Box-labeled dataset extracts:
===

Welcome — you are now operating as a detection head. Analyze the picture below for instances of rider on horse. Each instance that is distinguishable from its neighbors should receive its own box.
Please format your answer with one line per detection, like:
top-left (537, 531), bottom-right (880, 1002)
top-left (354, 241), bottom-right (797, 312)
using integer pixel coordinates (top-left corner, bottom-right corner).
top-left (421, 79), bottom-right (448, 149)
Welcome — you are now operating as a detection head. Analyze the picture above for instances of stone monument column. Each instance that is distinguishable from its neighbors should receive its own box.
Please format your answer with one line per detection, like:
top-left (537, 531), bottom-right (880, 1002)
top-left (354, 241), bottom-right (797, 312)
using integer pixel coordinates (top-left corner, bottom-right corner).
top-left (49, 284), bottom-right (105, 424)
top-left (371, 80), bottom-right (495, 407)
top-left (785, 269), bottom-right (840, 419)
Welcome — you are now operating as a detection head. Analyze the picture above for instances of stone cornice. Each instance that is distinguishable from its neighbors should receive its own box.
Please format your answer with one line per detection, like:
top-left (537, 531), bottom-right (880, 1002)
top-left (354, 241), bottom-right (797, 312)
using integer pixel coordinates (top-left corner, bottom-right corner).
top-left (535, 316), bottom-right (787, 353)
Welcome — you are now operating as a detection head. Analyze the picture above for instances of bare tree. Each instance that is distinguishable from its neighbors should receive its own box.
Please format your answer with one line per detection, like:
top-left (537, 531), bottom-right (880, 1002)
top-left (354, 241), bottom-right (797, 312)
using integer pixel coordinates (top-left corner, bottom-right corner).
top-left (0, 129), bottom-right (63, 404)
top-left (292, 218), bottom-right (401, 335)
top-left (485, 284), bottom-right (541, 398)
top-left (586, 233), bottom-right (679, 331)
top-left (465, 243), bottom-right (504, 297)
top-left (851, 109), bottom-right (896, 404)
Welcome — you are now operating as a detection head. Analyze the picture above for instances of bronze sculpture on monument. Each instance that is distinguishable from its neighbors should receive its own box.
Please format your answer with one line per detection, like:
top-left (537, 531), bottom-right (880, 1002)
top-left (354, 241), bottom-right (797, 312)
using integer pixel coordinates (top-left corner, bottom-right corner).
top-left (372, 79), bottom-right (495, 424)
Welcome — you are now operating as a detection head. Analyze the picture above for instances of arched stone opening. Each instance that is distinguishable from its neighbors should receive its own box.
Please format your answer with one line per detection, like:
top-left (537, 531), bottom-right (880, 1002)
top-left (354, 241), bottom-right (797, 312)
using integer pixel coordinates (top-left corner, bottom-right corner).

===

• [TASK REQUIREMENTS] Copy out every item above word for word, with no changes.

• [COMPLETE ANSWER]
Welcome — you are now operating as a detection head. Analyze the picture below for instances of rider on horse. Each instance that is distinguishable from its neighbors should receive its own box.
Please format your answer with one line per detection, like:
top-left (537, 531), bottom-right (880, 1002)
top-left (354, 241), bottom-right (797, 312)
using integer pixel coordinates (top-left corner, bottom-right corner).
top-left (421, 79), bottom-right (448, 149)
Welcome — you are now operating as a detection head. Analyze the picture above for instances of stone monument column. Each instance that is distinguishable from its neighbors should receive its own box.
Please format your answer with one line per detection, like:
top-left (537, 531), bottom-right (880, 1002)
top-left (354, 241), bottom-right (797, 312)
using integer pixel coordinates (top-left corner, bottom-right corner).
top-left (49, 284), bottom-right (105, 424)
top-left (371, 80), bottom-right (495, 407)
top-left (785, 269), bottom-right (840, 419)
Welcome — you are now operating as a detection head. Analyze the picture above for instances of stone cornice. Each instance that is distinguishable from its neighbors should receive its own box.
Please format your answer with one line per detection, like:
top-left (537, 531), bottom-right (880, 1002)
top-left (354, 241), bottom-right (797, 312)
using integer pixel coordinates (top-left corner, bottom-right corner).
top-left (535, 316), bottom-right (787, 353)
Welcome — you are now operating as a detection head. Analyze the picture above for instances of bare tree. Each instance that is distinguishable from its neighbors should receive its own box.
Please format your answer with one line per detection, like:
top-left (537, 531), bottom-right (880, 1002)
top-left (354, 241), bottom-right (797, 312)
using integer pixel coordinates (top-left corner, bottom-right corner).
top-left (0, 129), bottom-right (63, 404)
top-left (292, 218), bottom-right (401, 335)
top-left (485, 284), bottom-right (541, 398)
top-left (586, 233), bottom-right (679, 331)
top-left (465, 243), bottom-right (504, 297)
top-left (851, 109), bottom-right (896, 404)
Welcome — you are now operating as a detection head. Analyze the picture above for instances of bronze sculpture on monument. Each instance that is distinguishable from its neighbors should receive its own box.
Please format your answer with one line per detection, like:
top-left (537, 531), bottom-right (880, 1002)
top-left (354, 241), bottom-right (797, 312)
using integer pixel coordinates (top-left corner, bottom-right corner).
top-left (372, 79), bottom-right (495, 424)
Welcome — you are now operating as a detection head. Analyze the picture above for instances of arched stone opening. Each instance that is distinguishable from its neighbors should receive its own box.
Please format your answer with one line per detection, like:
top-left (537, 531), bottom-right (880, 1002)
top-left (354, 241), bottom-right (797, 312)
using integer pixel coordinates (top-left corner, bottom-right corner).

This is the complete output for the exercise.